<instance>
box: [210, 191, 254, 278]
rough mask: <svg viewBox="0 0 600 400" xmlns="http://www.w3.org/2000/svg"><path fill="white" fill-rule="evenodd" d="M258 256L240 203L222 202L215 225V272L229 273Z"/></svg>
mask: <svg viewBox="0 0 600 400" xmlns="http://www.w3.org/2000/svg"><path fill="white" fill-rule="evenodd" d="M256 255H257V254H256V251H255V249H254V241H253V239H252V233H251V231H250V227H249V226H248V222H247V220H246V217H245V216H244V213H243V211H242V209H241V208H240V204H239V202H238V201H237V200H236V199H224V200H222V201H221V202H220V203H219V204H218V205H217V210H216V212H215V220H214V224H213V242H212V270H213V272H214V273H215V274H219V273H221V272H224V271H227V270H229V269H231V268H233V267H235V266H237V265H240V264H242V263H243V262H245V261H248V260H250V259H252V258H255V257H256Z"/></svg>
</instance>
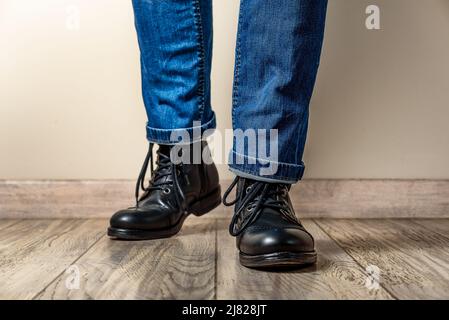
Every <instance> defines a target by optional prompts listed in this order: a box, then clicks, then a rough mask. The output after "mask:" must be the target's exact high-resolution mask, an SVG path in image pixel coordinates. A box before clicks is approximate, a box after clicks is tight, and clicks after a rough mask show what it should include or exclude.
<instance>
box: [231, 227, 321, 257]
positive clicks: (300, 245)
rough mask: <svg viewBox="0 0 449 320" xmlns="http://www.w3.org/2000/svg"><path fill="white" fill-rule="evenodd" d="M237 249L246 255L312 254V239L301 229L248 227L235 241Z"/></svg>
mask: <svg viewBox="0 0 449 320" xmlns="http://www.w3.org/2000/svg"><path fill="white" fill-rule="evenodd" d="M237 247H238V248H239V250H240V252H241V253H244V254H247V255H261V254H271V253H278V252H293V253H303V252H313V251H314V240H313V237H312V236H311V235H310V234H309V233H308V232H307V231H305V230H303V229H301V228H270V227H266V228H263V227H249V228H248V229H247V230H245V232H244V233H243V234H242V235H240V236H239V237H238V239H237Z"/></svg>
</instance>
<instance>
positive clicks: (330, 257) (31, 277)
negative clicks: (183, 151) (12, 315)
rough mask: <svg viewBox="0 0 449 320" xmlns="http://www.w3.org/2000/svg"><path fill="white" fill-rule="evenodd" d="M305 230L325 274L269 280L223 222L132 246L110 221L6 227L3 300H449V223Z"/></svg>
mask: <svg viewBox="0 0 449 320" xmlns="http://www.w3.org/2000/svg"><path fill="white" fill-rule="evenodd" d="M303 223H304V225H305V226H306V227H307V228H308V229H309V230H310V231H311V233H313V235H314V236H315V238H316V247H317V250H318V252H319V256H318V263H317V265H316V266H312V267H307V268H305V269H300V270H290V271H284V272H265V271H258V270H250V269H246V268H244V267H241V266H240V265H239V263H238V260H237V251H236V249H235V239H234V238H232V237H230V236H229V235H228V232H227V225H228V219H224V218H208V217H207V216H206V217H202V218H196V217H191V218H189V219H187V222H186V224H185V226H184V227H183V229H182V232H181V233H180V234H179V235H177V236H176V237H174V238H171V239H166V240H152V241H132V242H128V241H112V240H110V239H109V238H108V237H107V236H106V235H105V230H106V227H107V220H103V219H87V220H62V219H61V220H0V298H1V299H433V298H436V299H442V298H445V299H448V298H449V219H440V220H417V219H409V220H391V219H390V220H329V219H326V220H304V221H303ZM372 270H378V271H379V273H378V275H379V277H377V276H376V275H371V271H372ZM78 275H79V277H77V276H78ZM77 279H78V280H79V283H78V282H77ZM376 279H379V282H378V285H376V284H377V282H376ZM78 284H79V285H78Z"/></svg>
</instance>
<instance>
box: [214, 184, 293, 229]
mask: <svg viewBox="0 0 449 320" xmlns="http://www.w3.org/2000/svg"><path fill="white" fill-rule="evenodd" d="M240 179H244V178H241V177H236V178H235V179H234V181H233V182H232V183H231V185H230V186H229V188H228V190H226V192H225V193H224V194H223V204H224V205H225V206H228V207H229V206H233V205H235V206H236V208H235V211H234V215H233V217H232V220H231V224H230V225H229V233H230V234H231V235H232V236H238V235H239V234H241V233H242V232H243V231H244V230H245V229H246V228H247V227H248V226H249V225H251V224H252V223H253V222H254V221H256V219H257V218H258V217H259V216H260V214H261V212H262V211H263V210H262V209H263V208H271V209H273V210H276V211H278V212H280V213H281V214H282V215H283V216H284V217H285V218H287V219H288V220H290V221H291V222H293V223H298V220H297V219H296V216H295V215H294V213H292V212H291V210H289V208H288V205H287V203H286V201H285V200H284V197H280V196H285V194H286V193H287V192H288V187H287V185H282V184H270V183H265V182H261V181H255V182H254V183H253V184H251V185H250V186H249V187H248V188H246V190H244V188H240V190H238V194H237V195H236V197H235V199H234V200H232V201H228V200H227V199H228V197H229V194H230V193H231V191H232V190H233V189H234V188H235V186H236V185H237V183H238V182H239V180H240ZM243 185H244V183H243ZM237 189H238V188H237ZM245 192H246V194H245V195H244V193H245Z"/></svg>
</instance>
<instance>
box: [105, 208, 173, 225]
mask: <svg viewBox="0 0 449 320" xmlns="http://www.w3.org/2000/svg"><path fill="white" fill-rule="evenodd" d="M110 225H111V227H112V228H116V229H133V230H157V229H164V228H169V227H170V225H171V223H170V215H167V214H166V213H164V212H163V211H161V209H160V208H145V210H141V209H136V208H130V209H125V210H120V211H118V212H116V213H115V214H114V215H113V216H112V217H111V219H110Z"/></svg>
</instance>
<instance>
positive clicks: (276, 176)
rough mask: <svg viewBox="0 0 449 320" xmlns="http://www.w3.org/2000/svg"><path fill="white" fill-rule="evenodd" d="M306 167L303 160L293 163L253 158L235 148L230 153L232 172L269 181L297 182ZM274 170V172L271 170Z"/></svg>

=-=-=-=-=

**Exercise goal**
Pull out every line of the rows above that contains the string "positive", matching case exactly.

**Result**
positive clicks: (300, 245)
positive clicks: (330, 257) (31, 277)
positive clicks: (276, 176)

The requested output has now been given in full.